Type out every entry again, character for character.
##########
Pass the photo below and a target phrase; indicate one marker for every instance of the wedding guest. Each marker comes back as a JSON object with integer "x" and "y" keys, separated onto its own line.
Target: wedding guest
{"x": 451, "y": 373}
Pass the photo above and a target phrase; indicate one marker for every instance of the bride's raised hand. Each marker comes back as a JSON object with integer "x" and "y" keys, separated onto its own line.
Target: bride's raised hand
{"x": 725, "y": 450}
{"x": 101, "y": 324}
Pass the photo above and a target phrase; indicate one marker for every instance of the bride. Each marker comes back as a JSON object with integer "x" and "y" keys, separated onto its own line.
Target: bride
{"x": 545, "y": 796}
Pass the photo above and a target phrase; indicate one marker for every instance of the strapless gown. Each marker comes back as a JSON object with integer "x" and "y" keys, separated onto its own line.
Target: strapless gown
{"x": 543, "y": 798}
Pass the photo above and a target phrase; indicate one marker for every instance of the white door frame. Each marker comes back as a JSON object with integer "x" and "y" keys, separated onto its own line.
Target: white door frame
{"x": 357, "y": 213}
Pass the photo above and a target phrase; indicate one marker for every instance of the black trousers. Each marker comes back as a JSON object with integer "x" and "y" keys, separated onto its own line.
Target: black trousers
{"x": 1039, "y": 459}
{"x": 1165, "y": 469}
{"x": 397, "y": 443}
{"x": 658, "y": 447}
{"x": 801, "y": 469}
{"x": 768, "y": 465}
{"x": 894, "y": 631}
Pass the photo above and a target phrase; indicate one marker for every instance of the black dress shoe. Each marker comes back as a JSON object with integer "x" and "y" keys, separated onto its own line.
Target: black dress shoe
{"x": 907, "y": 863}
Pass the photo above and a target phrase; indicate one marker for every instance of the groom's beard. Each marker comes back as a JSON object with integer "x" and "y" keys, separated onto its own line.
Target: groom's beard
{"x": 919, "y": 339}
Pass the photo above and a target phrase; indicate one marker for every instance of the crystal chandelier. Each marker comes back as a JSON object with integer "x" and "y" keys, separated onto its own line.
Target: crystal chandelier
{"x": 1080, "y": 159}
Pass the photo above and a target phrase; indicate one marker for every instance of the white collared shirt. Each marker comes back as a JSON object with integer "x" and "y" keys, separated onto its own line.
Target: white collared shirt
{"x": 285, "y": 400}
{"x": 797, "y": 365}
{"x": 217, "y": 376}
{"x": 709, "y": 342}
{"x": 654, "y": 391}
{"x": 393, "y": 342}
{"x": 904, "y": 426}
##########
Solution to this task:
Pass the photo below and a target phrase; indicate one marker for every instance of the wedding guest. Each marker comes back as a JSON object with integer "x" and "y" keys, separated onto its own line.
Target: wedding guest
{"x": 451, "y": 373}
Pass the photo above and a target phrase; indicate one marker for every instance of the bride's raised hand. Each marker comes back as a JSON object with integer "x" and "y" keys, separated onto its own line.
Target: bride's raised hand
{"x": 725, "y": 450}
{"x": 101, "y": 324}
Pass the photo above and a target phrase; indicate one marker for every instance of the bride. Each marker comes back as a JSON object with integer "x" and "y" keys, separated onto its own line.
Target: bride
{"x": 545, "y": 796}
Pass the photo above and a target phrase; indicate one marker for every instance of the strapless gown. Each marker comes back as a JSON object with integer "x" and "y" keys, separated onto its own line.
Target: strapless gown
{"x": 543, "y": 798}
Pass the photo above and a target phrase; indicate one marker for every instance of the white door frame. Each marker comes back as a JSON object with integer "x" and "y" keys, separated onto its own line.
Target: white door frame
{"x": 357, "y": 213}
Pass the photo above and a target phrase; indicate one marker for every instance of the black trousers. Each marker comes back as a JSON object with integer "x" and "y" keys, separated onto its own line.
Target: black trousers
{"x": 1039, "y": 459}
{"x": 1165, "y": 469}
{"x": 397, "y": 443}
{"x": 658, "y": 447}
{"x": 801, "y": 469}
{"x": 768, "y": 465}
{"x": 894, "y": 631}
Pass the photo above and a target phrase; indicate one marker for every instance of the black dress shoe. Each marker comes back as a JSON object with integer "x" and "y" keys, separated onto its own line.
Target: black dress shoe
{"x": 907, "y": 863}
Pass the photo above and a target phrase; indicate one marker for every instance of the groom's beard. Each marker comes back as a JSON object with integer "x" and "y" keys, separated onto its own line.
Target: groom's beard
{"x": 919, "y": 339}
Pass the photo above and a target phrase; indicate one marker for every instance of the crystal chandelier. Each marker comes back as a JSON object with integer "x" and "y" keys, separated onto its own line.
Target: crystal chandelier
{"x": 1080, "y": 159}
Pass the photo above and a target phrase; indicate one marker for every instance of the white collared shirt. Each marker comes back as a JSON object with integer "x" and "y" keys, separated onto its own line.
Target: white collared shirt
{"x": 285, "y": 400}
{"x": 797, "y": 365}
{"x": 217, "y": 376}
{"x": 709, "y": 342}
{"x": 654, "y": 391}
{"x": 393, "y": 342}
{"x": 904, "y": 426}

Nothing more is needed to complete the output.